**TEXT FOR ANALYSIS:**
§ §
Autotune

Highlights

  • Enable autotune unless you have full confidence in your current profile settings.

  • Autotune adjustments are limited by autosens max/min.

What is Autotune?

Autotune makes iterative adjustments to your basal rates, ISF, and carb ratio based on your last 24 hours of data. The adjustments made by autotune are small, with a maximum of 10% change to the current ICR and ISF, or 20% change to the current basal rates per run, but add up over days. Autotune is run nightly by default unless its run manually by the user.

Autotune is designed to work over weeks to slowly improve the accuracy of your initially set ISF/ICR/basal rates. The output of autotune formulas produces a ratio, similar to that of autosens. This ratio is also limited by the autosens max and min preferences.

How does it work?
§ §
**DATASET CONTENT:**
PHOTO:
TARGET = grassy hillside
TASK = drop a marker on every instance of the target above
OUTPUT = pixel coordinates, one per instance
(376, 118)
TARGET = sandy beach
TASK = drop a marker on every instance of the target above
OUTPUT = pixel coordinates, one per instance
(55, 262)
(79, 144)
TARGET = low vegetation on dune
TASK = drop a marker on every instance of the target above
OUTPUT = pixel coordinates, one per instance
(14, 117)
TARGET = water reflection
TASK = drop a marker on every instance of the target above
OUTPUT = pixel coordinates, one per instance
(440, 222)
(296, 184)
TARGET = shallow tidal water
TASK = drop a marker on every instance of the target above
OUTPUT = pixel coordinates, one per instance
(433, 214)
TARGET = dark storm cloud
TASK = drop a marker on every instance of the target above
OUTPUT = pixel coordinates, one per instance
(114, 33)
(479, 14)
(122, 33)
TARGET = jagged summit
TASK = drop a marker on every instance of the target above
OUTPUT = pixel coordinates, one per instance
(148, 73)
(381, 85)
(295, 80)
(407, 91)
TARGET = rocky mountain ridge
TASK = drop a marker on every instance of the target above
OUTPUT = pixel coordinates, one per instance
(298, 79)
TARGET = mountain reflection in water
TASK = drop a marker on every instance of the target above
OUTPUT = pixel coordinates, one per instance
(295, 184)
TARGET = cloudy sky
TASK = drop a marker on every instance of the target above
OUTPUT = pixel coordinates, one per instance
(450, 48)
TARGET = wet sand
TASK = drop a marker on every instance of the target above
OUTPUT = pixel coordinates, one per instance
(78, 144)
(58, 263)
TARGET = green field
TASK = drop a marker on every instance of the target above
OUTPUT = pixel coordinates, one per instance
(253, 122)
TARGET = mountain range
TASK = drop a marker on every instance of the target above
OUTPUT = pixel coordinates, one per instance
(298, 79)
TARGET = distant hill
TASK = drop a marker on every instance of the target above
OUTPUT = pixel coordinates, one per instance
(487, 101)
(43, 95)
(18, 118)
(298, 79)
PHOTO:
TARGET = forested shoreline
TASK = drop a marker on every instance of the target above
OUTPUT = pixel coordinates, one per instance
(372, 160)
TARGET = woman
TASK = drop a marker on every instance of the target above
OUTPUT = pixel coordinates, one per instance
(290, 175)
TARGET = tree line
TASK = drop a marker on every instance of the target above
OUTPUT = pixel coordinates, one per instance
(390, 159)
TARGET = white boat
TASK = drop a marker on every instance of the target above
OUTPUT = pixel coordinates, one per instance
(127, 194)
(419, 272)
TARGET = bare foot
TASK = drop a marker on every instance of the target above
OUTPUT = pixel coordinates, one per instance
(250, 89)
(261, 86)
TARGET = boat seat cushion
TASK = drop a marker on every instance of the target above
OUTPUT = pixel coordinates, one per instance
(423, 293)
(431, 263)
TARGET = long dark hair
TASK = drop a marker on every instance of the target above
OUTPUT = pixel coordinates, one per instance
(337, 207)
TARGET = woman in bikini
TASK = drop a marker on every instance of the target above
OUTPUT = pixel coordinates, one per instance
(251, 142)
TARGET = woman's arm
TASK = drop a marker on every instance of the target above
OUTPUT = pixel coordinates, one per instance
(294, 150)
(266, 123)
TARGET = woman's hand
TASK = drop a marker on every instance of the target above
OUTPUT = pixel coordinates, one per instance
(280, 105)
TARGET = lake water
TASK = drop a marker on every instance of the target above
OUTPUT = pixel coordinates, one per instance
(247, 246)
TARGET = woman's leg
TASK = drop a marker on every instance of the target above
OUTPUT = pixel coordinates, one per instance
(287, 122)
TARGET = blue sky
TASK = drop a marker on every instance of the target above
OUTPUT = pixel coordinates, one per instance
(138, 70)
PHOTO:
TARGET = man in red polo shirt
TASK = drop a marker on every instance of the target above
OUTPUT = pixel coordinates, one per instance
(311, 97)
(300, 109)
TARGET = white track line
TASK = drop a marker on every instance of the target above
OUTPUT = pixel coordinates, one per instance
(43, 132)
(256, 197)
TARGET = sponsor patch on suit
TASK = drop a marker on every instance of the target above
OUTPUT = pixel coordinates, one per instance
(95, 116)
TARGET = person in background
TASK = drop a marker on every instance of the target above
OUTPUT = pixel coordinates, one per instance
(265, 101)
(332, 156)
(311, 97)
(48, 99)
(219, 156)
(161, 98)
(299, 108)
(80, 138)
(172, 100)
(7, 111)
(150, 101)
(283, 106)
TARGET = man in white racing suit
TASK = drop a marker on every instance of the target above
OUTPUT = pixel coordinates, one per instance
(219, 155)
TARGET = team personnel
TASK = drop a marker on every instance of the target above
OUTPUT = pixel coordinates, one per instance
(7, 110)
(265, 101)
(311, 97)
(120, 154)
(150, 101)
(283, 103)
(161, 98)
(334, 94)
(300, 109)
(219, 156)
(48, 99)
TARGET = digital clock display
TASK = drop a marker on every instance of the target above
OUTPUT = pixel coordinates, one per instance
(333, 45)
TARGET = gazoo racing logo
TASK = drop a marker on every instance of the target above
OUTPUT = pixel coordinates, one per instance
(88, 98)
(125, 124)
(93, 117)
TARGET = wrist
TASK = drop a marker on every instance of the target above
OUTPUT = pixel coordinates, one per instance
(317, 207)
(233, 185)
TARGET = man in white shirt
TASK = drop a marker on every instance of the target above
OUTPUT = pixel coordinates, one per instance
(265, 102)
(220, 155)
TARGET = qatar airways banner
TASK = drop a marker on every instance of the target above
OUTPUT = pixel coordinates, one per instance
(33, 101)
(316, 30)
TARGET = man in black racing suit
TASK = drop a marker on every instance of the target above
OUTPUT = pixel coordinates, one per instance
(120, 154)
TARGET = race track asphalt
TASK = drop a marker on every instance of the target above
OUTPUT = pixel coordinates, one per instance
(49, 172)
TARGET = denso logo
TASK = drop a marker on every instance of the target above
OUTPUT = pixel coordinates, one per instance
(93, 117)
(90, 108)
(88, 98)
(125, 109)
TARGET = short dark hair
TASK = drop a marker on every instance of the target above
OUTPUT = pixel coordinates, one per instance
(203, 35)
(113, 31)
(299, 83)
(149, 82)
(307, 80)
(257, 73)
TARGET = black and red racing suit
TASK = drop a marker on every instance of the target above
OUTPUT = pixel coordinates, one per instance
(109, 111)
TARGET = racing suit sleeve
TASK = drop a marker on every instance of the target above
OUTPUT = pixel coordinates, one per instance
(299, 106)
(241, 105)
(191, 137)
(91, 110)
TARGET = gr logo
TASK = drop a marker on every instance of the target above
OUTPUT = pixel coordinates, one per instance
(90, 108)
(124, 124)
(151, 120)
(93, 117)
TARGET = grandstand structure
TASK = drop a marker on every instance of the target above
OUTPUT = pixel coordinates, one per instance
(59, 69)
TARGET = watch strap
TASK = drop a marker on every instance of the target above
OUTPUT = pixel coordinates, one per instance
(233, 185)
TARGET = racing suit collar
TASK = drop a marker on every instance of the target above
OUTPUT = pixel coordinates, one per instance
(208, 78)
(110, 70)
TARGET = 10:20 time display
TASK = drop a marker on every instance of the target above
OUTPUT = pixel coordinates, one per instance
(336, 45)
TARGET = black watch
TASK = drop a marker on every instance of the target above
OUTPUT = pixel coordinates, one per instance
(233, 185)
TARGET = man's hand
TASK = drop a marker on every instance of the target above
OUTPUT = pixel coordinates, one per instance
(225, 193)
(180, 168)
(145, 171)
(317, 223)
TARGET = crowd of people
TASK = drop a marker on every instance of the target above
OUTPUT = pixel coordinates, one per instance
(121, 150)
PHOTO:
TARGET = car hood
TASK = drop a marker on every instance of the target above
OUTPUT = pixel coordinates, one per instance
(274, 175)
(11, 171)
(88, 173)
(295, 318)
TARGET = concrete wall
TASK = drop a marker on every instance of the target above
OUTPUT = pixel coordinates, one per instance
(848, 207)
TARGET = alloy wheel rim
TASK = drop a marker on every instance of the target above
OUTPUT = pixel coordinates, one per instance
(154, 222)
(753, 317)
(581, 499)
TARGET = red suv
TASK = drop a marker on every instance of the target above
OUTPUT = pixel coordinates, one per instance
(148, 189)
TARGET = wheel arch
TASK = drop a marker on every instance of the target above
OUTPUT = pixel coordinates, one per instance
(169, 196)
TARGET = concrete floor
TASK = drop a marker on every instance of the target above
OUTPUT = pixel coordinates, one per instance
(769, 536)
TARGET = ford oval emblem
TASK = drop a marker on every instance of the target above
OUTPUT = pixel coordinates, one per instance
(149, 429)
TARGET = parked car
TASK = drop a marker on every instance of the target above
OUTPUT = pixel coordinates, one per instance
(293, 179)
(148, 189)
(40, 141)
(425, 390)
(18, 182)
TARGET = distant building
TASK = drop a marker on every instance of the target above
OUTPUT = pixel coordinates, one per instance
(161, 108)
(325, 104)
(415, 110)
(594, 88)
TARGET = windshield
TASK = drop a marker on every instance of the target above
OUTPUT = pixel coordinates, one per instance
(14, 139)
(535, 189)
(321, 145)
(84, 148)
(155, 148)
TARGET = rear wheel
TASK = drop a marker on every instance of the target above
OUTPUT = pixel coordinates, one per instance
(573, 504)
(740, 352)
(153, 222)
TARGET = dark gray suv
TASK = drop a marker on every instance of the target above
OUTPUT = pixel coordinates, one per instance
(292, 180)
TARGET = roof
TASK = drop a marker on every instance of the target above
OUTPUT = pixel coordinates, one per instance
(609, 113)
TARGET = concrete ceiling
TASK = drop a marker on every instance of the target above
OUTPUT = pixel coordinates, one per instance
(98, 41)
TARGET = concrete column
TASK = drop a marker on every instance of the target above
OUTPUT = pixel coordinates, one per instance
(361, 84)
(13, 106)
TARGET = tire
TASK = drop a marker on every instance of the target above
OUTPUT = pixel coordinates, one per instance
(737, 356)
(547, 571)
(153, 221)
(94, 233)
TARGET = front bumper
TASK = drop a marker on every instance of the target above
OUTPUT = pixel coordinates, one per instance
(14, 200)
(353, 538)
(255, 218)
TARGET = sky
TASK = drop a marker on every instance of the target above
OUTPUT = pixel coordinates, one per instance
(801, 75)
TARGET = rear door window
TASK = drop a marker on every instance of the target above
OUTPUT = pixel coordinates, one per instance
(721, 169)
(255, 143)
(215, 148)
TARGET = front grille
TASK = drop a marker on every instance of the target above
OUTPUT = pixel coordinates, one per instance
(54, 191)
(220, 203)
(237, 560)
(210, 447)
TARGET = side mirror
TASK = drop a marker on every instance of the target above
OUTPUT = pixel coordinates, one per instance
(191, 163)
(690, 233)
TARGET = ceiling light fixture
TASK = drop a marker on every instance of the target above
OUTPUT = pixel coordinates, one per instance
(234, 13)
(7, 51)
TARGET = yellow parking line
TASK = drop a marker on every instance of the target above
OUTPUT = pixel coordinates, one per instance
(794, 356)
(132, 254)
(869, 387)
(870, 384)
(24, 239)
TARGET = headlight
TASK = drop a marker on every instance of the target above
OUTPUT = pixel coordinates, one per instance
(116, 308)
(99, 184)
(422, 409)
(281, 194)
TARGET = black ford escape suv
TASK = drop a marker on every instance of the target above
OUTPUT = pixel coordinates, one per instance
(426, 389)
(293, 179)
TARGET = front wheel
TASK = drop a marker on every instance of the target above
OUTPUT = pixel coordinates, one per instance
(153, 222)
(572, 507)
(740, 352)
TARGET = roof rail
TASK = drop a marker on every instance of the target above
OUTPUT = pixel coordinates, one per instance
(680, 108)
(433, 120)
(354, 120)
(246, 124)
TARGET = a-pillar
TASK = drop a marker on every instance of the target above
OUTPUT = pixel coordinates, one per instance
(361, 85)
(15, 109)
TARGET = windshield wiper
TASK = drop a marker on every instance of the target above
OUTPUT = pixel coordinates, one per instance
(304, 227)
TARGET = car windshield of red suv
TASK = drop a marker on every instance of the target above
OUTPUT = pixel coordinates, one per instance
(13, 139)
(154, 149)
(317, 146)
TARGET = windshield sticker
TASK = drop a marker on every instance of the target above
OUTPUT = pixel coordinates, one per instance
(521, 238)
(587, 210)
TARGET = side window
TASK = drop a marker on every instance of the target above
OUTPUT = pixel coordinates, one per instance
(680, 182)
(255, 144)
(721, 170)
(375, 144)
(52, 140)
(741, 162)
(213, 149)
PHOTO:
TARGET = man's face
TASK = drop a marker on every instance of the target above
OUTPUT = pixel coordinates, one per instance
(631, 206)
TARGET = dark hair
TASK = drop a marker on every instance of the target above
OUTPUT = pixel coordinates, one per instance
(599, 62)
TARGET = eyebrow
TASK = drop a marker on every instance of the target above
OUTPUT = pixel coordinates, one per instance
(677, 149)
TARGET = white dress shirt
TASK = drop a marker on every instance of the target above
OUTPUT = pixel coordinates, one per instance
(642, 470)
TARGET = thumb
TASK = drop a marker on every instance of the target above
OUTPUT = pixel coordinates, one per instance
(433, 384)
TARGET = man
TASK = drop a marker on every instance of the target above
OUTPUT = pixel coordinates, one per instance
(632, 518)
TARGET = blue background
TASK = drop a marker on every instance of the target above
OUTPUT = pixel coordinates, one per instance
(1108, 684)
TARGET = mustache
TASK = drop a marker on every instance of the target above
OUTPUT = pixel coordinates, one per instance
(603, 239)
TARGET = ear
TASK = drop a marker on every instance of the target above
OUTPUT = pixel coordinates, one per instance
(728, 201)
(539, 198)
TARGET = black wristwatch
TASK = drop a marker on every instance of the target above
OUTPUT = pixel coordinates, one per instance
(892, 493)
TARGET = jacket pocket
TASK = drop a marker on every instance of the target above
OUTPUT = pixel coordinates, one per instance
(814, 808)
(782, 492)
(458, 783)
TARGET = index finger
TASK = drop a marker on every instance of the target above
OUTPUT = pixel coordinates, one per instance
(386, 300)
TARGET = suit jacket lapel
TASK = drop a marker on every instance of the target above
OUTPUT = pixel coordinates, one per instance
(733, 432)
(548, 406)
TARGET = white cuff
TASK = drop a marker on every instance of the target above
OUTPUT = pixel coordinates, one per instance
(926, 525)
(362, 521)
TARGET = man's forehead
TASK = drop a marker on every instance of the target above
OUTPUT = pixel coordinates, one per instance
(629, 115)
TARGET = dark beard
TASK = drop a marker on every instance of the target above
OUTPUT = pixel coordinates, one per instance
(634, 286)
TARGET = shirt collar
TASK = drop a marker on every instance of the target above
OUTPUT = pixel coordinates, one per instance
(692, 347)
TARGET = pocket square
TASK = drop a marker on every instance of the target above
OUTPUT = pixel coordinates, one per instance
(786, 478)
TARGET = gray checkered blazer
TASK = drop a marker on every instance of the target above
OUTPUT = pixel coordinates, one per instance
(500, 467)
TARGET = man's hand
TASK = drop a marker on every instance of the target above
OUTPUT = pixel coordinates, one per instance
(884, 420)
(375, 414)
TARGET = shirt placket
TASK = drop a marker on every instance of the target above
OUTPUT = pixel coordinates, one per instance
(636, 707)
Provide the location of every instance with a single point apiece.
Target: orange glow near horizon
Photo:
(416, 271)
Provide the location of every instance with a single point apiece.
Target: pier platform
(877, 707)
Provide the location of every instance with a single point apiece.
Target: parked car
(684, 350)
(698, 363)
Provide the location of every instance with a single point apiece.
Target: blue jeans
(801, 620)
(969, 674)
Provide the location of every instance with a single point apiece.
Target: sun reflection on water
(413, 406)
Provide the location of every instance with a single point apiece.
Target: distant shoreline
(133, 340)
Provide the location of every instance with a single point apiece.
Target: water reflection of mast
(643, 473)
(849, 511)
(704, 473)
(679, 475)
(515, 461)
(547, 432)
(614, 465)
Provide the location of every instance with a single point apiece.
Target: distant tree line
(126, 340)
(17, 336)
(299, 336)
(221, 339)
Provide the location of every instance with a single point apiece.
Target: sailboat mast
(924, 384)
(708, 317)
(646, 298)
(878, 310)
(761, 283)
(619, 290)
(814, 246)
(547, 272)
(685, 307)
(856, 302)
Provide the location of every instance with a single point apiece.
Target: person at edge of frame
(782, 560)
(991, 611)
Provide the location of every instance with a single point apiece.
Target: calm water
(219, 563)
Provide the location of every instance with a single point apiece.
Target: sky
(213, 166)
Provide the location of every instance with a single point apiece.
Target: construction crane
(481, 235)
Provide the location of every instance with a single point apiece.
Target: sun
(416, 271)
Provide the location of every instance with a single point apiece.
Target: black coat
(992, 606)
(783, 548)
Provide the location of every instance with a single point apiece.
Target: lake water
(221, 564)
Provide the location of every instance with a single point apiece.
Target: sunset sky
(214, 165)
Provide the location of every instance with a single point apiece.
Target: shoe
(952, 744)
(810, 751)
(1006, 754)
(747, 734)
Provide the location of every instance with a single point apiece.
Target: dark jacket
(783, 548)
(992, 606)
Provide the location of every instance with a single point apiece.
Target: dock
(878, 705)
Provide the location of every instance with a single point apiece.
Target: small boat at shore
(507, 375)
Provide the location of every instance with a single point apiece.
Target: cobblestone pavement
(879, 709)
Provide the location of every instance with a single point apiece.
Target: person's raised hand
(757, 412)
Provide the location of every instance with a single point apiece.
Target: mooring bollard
§ §
**EXERCISE:** Please carry on the text about Autotune, starting right after its last line, the heading "How does it work?" The records have no connection to the text about Autotune.

**RESULT OF THIS EXERCISE:**
Autotune is not Machine Learning. It is not AI. It is a statistical regression attempting to compare what happened over the last 24 hours with what profile settings are, and adjust the profile settings accordingly. For basals, it divides the day into hour long increments. It calculates the total deviations for that hour increment and calculates what change in basal would be required to adjust those deviations to 0. It then applies 20% of that change needed to the three hours prior (because of insulin impact time). If increasing basal, it increases each of the 3 hour increments by the same amount. If decreasing basal, it does so proportionally, so the biggest basal is reduced the most.

For ISF, it calculates the 50th percentile (median) deviation for the entire day and determines how much ISF would need to change to get that deviation to 0. It applies 10% of that as an adjustment to ISF.

For CR, it calculates the total deviations over all of the day’s mealtimes and compares to the deviations that are expected based on existing CRand the known amount of carbs entered, and applies 10% of that adjustment to CR.

Important note on Dynamic Settings

Because Autotune uses Deviations to calculate basal variation, it has to calculate Deviations. It does this using a profile based ISF value.

This means that if you enable Autotune, but use Dynamic functions within iAPS, it will not be using the ISF that was in operation at the time of the loop running in the past, and basal adjustments are likely to be incorrect, as well as ISF adjustments.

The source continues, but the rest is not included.